** GIVEN RECORDS follows **
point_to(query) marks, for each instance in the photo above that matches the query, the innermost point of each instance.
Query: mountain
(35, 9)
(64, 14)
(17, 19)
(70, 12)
** End of GIVEN RECORDS **
WORK INSTRUCTION
Write the data out again. Match it word for word.

RESPONSE
point_to(query) marks, for each instance in the photo above that matches the query, the innermost point of each instance.
Query: mountain
(35, 9)
(64, 14)
(17, 19)
(70, 12)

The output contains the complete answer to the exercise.